▶ **Work to complete**
Starting with the first line of the listing and going on through the line with "136 L 2 196", recast those lines as a JSON list of strings, one string per line, with blank lines left out. Leave the pictures out of your answer.
-- START OF Records provided --
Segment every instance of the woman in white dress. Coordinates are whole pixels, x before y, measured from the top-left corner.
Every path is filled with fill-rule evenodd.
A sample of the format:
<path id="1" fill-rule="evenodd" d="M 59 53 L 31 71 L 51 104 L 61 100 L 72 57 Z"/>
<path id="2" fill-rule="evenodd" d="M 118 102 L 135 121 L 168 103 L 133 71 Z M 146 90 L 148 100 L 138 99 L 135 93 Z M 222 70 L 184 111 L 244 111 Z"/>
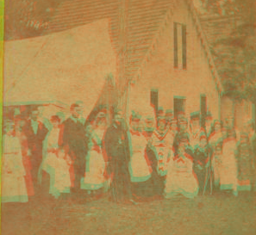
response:
<path id="1" fill-rule="evenodd" d="M 198 182 L 193 172 L 193 158 L 186 151 L 186 135 L 180 138 L 178 154 L 168 164 L 165 197 L 172 198 L 178 194 L 194 198 L 198 194 Z"/>
<path id="2" fill-rule="evenodd" d="M 3 136 L 2 196 L 4 202 L 27 202 L 28 192 L 22 164 L 22 146 L 19 138 L 15 136 L 14 122 L 4 123 Z"/>
<path id="3" fill-rule="evenodd" d="M 58 198 L 62 193 L 69 193 L 71 187 L 70 166 L 72 164 L 67 151 L 59 146 L 59 122 L 58 116 L 51 118 L 53 129 L 46 139 L 46 154 L 42 170 L 49 174 L 49 194 Z"/>
<path id="4" fill-rule="evenodd" d="M 140 117 L 133 114 L 130 119 L 129 142 L 131 160 L 129 163 L 129 173 L 132 182 L 133 194 L 135 200 L 148 197 L 149 179 L 152 169 L 147 156 L 147 139 L 140 133 Z"/>
<path id="5" fill-rule="evenodd" d="M 222 122 L 220 121 L 214 121 L 208 141 L 213 153 L 212 166 L 214 169 L 214 182 L 215 188 L 218 189 L 220 186 L 220 175 L 222 174 L 222 159 L 220 158 L 222 155 L 220 155 L 219 147 L 222 146 L 223 142 Z"/>
<path id="6" fill-rule="evenodd" d="M 105 185 L 106 163 L 103 152 L 103 139 L 107 129 L 106 114 L 99 112 L 92 127 L 89 151 L 86 156 L 85 176 L 81 181 L 81 189 L 88 193 L 99 192 Z"/>
<path id="7" fill-rule="evenodd" d="M 222 174 L 220 175 L 221 190 L 232 190 L 237 196 L 237 162 L 235 158 L 236 143 L 240 139 L 239 133 L 234 127 L 233 118 L 226 120 L 226 127 L 223 129 L 223 146 L 222 159 Z"/>

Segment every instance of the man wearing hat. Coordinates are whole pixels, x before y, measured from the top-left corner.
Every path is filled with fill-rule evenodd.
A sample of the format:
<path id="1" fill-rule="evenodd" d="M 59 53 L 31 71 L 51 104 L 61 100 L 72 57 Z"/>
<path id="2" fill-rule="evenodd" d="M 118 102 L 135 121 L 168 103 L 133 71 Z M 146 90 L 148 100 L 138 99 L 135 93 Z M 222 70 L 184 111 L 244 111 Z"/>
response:
<path id="1" fill-rule="evenodd" d="M 85 120 L 83 117 L 84 106 L 81 102 L 71 105 L 71 116 L 61 125 L 59 145 L 68 146 L 69 155 L 73 162 L 71 170 L 74 179 L 71 192 L 77 197 L 82 193 L 80 181 L 85 173 L 85 156 L 87 143 L 85 139 Z"/>
<path id="2" fill-rule="evenodd" d="M 165 119 L 166 119 L 166 129 L 168 130 L 171 127 L 171 121 L 173 119 L 173 112 L 172 109 L 167 109 L 165 112 Z"/>
<path id="3" fill-rule="evenodd" d="M 178 154 L 178 145 L 182 136 L 186 135 L 188 137 L 188 143 L 190 143 L 190 134 L 188 133 L 188 121 L 187 119 L 180 119 L 178 121 L 178 132 L 176 133 L 173 140 L 173 151 L 174 154 Z"/>
<path id="4" fill-rule="evenodd" d="M 206 116 L 205 116 L 205 132 L 206 132 L 207 137 L 209 137 L 210 134 L 211 124 L 212 124 L 212 114 L 210 111 L 207 111 Z"/>
<path id="5" fill-rule="evenodd" d="M 129 174 L 130 143 L 123 123 L 122 110 L 116 109 L 114 121 L 107 129 L 104 148 L 108 156 L 107 172 L 111 176 L 110 200 L 115 202 L 133 201 Z"/>
<path id="6" fill-rule="evenodd" d="M 158 127 L 152 135 L 152 145 L 154 148 L 155 157 L 157 158 L 158 176 L 155 179 L 156 194 L 162 195 L 164 192 L 165 176 L 167 173 L 167 162 L 172 155 L 172 146 L 170 145 L 170 133 L 165 129 L 166 120 L 165 116 L 159 116 Z"/>
<path id="7" fill-rule="evenodd" d="M 129 172 L 132 182 L 133 195 L 140 200 L 147 196 L 151 177 L 151 167 L 145 152 L 147 140 L 138 130 L 140 115 L 134 113 L 130 118 L 129 139 L 131 145 L 131 160 Z"/>
<path id="8" fill-rule="evenodd" d="M 145 136 L 147 140 L 151 139 L 153 131 L 154 131 L 153 117 L 151 117 L 148 115 L 145 118 L 145 127 L 144 127 L 144 130 L 142 131 L 142 133 Z"/>
<path id="9" fill-rule="evenodd" d="M 184 111 L 179 111 L 177 115 L 178 124 L 179 125 L 179 121 L 185 119 L 185 114 Z"/>
<path id="10" fill-rule="evenodd" d="M 33 108 L 30 119 L 23 127 L 24 134 L 28 141 L 28 155 L 30 156 L 31 175 L 34 183 L 34 194 L 39 195 L 38 173 L 42 162 L 43 141 L 48 133 L 48 129 L 39 120 L 38 109 Z"/>
<path id="11" fill-rule="evenodd" d="M 204 133 L 200 127 L 200 113 L 198 111 L 190 114 L 190 143 L 194 149 L 200 143 L 200 134 Z"/>

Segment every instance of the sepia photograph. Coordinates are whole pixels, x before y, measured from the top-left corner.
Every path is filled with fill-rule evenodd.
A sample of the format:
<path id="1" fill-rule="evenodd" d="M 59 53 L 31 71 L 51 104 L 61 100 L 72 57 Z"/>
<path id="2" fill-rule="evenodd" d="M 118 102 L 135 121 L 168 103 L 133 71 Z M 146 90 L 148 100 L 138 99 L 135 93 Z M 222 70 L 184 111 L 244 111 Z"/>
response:
<path id="1" fill-rule="evenodd" d="M 0 4 L 1 234 L 256 234 L 255 0 Z"/>

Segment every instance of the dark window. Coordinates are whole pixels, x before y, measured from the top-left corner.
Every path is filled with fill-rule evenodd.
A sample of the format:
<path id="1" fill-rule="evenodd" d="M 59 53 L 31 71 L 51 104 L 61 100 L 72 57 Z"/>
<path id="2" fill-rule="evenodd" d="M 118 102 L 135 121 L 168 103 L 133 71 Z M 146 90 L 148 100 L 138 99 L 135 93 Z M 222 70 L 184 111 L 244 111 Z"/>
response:
<path id="1" fill-rule="evenodd" d="M 182 66 L 184 70 L 187 68 L 187 37 L 185 25 L 182 25 Z"/>
<path id="2" fill-rule="evenodd" d="M 178 114 L 180 113 L 184 113 L 185 114 L 185 97 L 183 96 L 176 96 L 174 97 L 174 117 L 178 118 Z"/>
<path id="3" fill-rule="evenodd" d="M 205 95 L 200 96 L 201 127 L 205 128 L 205 117 L 207 112 L 207 99 Z"/>
<path id="4" fill-rule="evenodd" d="M 153 89 L 150 92 L 150 103 L 153 107 L 154 111 L 157 113 L 159 110 L 159 90 Z"/>
<path id="5" fill-rule="evenodd" d="M 174 43 L 174 68 L 178 69 L 178 23 L 174 23 L 173 32 L 173 43 Z"/>
<path id="6" fill-rule="evenodd" d="M 187 68 L 186 26 L 174 22 L 173 25 L 174 68 Z"/>

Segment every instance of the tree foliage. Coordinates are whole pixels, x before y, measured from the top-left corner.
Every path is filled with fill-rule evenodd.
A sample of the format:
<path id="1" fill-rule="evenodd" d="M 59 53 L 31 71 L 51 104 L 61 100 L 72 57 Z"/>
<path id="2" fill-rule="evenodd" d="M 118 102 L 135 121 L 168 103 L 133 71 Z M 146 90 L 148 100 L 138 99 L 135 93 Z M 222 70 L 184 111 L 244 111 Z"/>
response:
<path id="1" fill-rule="evenodd" d="M 256 1 L 200 0 L 201 14 L 240 16 L 239 24 L 211 45 L 225 93 L 256 103 Z"/>

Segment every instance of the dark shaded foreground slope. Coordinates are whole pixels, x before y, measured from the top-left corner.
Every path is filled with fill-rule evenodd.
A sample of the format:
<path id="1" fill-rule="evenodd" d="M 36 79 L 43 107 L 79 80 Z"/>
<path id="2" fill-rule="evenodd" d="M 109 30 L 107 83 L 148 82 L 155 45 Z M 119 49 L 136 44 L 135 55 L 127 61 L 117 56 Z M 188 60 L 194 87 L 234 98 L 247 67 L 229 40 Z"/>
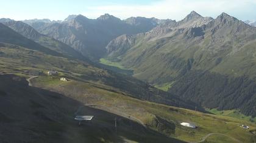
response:
<path id="1" fill-rule="evenodd" d="M 83 107 L 80 113 L 95 118 L 79 127 L 73 117 L 80 102 L 29 87 L 25 79 L 14 75 L 0 75 L 0 142 L 182 142 L 88 107 Z"/>

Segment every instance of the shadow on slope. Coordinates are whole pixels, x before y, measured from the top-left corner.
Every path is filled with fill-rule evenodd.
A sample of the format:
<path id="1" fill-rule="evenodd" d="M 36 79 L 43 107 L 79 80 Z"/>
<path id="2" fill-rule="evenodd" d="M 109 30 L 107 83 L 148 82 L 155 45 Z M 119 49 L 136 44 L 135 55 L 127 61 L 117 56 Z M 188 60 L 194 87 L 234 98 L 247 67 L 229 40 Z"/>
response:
-- END OF Records provided --
▶ **Written answer**
[
  "Segment every instance of the woman in white dress. Coordinates are whole pixels, x before y, measured from the top-left corner.",
  "Every path is filled with fill-rule evenodd.",
  "A sample of the format:",
  "<path id=\"1\" fill-rule=\"evenodd\" d=\"M 59 53 L 31 71 L 51 104 L 61 100 L 72 57 Z\"/>",
  "<path id=\"2\" fill-rule=\"evenodd\" d=\"M 118 102 L 135 121 L 168 103 L 133 71 Z M 146 90 L 148 100 L 138 99 L 135 93 Z M 222 70 L 184 111 L 244 111 Z\"/>",
  "response:",
  "<path id=\"1\" fill-rule=\"evenodd\" d=\"M 198 182 L 193 172 L 193 158 L 186 151 L 186 135 L 180 138 L 178 154 L 168 164 L 165 197 L 172 198 L 178 194 L 194 198 L 198 194 Z\"/>",
  "<path id=\"2\" fill-rule=\"evenodd\" d=\"M 3 136 L 2 196 L 4 202 L 27 202 L 28 192 L 22 164 L 22 146 L 19 138 L 15 136 L 14 122 L 4 123 Z\"/>"
]